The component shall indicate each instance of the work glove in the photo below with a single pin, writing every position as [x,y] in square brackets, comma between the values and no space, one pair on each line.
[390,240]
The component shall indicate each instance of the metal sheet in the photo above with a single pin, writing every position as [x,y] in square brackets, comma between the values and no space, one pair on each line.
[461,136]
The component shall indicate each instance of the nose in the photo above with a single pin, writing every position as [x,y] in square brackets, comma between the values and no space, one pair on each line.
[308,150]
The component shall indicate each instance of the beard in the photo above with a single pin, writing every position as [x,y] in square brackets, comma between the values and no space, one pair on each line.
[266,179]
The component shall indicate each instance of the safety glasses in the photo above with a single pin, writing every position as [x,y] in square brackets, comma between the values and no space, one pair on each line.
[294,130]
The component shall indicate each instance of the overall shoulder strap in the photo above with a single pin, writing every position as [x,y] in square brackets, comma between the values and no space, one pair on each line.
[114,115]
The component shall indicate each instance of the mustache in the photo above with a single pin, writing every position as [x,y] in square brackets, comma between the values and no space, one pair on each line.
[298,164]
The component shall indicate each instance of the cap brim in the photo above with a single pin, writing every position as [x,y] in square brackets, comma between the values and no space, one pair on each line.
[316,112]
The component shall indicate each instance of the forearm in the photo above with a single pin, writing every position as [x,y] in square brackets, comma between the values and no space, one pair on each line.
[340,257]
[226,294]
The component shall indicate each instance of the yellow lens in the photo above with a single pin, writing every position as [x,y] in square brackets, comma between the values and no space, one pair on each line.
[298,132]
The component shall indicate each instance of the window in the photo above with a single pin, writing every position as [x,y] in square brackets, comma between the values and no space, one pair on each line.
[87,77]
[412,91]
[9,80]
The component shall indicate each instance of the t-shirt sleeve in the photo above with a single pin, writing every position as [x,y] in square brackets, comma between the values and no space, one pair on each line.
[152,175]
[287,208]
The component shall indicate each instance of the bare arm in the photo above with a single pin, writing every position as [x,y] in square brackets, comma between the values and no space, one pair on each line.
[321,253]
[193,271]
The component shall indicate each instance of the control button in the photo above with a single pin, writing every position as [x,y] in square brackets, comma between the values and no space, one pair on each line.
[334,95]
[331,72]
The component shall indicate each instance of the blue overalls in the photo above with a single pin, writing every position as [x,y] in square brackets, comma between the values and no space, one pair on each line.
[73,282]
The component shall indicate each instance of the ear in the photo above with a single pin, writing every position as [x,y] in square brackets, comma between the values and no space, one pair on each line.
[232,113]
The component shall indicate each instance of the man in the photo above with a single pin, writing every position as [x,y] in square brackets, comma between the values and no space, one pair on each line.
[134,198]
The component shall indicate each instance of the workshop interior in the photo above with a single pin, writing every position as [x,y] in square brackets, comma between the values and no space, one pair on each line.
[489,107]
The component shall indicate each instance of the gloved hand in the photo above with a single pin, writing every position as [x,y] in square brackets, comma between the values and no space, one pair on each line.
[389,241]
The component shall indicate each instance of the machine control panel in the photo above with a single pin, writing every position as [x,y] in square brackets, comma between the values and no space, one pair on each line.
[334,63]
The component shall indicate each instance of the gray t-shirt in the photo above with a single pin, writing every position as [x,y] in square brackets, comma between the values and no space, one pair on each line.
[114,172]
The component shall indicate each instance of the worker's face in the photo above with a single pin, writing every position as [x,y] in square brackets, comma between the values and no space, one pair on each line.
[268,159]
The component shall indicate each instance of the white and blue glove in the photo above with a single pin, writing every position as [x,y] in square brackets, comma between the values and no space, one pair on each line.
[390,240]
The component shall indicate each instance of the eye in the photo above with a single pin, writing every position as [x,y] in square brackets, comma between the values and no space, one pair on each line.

§ DIRECTIONS
Return the records in full. Omit nothing.

§ RESPONSE TO THE TASK
The component shall indicate each instance of the work glove in the photo below with a single pin, writing every position as [x,y] in square brackets, comma between the values and no space, one pair on each line.
[390,240]
The component shall indicate each instance of the metal sheet in the photo above with a single pin, writing every position as [x,y] in square brackets, comma between the values and no space, one pair on each line.
[461,136]
The component shall indicate each instance of the nose in the photo above with a single pin, writing every position as [x,y] in square brackets, comma between the values and no space, one pair on each line.
[308,150]
The component shall indicate each instance of the beard in the photo above with a single pin, writing every position as [x,y] in square brackets, comma between the values and no space, one pair on each line.
[266,179]
The component shall indicate each instance of the safety glasses in the photo above with a single pin, writing every position as [x,y] in square brackets, comma between the values and no space, one pair on each line.
[294,130]
The component shall indicate each instance of the overall shoulder strap in the photo above with a single pin, writing every position as [x,y] in square brackets, comma between the values and no space, one pair on each line.
[114,115]
The component shall indicate each instance of the mustache in the photo above with a single pin, writing every position as [x,y] in square brackets, comma between the values and no space, one pair on each line.
[298,164]
The component shall indicate each instance of the cap brim in the photo above with a single pin, writing every position as [x,y] in square brackets, comma between the values and no space, one pair on each line.
[316,112]
The component shall indicate each instance of the forearm in the photo above with a single pin, writing every position as [x,y] in square brackets, comma between the values and no space, one pair on each line.
[340,257]
[226,294]
The component shall indicate each instance of the yellow lens in the photo above with a single pin, writing every position as [x,y] in square brackets, comma between the values and no space, one pair on each line.
[298,132]
The component shall indicate each instance of the window in the photo above with a single pin, writing every position as [x,y] in square brackets, comma between the values and no space, one pair on each line.
[87,77]
[412,91]
[9,80]
The component shall indicate each instance of the t-shirt sleeve in the photo above with a single pin, writing every position as [x,y] in square brackets, comma between the values and no space, one pair on each line.
[152,175]
[287,208]
The component shall indicate each instance of the bare arm in the photo above with a single pin, writing every position as [x,y] in square brackets, comma between the values and no space, one pair on each line.
[321,253]
[193,271]
The component shall indicate each instance of the control button in the photo above with a single pin, writing every position as [x,y] in square brackets, comma between the values and no space, one pair on each line.
[334,95]
[331,72]
The component shall indicate each instance of the blue overalls in the photo above with a single pin, writing every position as [x,y] in square brackets, comma between the values and no space, one pair on each line.
[73,282]
The component shall indicate each instance of the ear in the photo above with a single pin, writing every position as [x,y] in square brackets, comma between the values and no space, one pair on each line.
[232,113]
The component shall indicate each instance of the man in the photo above with a single pin, writing every position as [x,y] in square brackets, comma between the values and no space, one pair on each line.
[134,198]
The component shall indicate each instance of the workshop interior in the photo above with a single pin, writing every position as [x,y] in square brackets, comma between the values and no space, one pair on each line.
[489,107]
The component shall indicate each instance of the gloved hand in the photo above with a single pin, writing every position as [x,y] in square brackets, comma between the values and no space, one pair on each line.
[389,241]
The component shall indicate each instance of the machine control panel in the photo above with a single pin, writing every position as [x,y] in square brackets, comma between the values and no space, one pair on each line.
[334,63]
The component shall indicate each instance of the gray t-shirt in the photo above with a single pin, writing every position as [x,y] in square brackets, comma between the values and no space, one pair on each line.
[114,172]
The component shall indicate each instance of the worker's face in the photo above with a single pin, writing every position as [x,y] in square brackets, comma between the values and no space, one pair on each line.
[268,159]
The component shall indicate each instance of the white and blue glove in the photo above with a single pin, writing every position as [x,y] in square brackets, comma between the values and no space, one pair on each line.
[390,240]
The component shall indicate each instance of the eye in the photo above with a single pin, writing every position as [x,y] in square brackets, comma between the values and no space, one pair on each line.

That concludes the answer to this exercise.